• **PROBLEM TO WORK ON**
Can you express the part of the items that opens with the line containing "Mark one point on every instance of the phone" and runs through the last line of the items, both ends included, as a JSON list of strings with one string per line and blank lines omitted?

• **RECORDS**
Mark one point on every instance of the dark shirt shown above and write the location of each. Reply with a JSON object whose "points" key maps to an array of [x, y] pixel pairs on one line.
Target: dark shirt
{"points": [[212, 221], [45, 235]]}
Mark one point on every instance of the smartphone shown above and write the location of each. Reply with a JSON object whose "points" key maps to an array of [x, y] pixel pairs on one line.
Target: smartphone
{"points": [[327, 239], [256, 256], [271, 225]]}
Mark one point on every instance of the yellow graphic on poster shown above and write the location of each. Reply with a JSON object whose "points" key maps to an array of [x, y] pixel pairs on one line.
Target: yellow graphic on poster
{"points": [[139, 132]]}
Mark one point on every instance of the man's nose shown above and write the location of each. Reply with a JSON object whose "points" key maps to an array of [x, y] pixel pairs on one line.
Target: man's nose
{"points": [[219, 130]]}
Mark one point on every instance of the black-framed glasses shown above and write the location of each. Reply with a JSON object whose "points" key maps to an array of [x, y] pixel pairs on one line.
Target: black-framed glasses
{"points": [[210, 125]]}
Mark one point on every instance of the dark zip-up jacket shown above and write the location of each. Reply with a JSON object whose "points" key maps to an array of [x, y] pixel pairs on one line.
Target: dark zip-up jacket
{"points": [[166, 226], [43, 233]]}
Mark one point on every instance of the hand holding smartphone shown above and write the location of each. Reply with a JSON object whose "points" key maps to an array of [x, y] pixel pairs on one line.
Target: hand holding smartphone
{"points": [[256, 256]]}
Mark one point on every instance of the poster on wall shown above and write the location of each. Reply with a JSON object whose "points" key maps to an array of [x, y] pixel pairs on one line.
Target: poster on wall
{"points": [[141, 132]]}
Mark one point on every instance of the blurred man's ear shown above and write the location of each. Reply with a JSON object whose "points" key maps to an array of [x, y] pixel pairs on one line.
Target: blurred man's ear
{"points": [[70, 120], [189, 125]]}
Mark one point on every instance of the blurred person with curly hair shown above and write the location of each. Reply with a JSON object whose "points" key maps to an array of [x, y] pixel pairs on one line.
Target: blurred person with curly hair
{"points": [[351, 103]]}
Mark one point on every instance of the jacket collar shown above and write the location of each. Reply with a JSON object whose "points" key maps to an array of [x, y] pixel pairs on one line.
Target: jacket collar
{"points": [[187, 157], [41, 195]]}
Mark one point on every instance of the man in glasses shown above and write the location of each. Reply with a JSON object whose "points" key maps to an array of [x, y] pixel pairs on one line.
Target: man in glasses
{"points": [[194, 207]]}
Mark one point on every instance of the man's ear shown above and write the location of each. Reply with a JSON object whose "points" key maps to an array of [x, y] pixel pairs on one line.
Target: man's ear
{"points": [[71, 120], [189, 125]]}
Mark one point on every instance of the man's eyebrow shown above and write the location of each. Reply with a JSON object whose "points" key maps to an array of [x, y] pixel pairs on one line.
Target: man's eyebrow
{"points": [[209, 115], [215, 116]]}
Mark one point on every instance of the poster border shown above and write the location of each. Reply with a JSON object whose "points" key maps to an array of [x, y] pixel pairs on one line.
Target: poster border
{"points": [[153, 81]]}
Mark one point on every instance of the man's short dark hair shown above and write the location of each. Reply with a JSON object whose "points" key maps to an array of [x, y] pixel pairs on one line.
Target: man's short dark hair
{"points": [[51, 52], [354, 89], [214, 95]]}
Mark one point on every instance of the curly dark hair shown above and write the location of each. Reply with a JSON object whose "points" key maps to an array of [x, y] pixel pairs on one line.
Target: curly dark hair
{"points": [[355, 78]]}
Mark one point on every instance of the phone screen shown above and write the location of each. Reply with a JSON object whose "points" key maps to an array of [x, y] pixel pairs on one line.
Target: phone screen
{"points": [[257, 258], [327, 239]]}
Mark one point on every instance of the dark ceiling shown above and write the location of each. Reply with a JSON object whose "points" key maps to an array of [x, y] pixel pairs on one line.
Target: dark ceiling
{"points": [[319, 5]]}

• **FINISHED EXERCISE**
[
  "Mark one point on every instance of the phone screen shown above and write the location of each. Reply with a JSON object whose \"points\" key maps to an array of [x, y] pixel pairs on one line.",
  "Target: phone screen",
  "{\"points\": [[257, 258], [327, 239]]}",
  "Mark one point on every instance of the dark ceiling shown above and write the location of each. Reply with a JSON object whose \"points\" key maps to an array of [x, y] pixel pairs on one line.",
  "Target: dark ceiling",
  "{\"points\": [[319, 5]]}"
]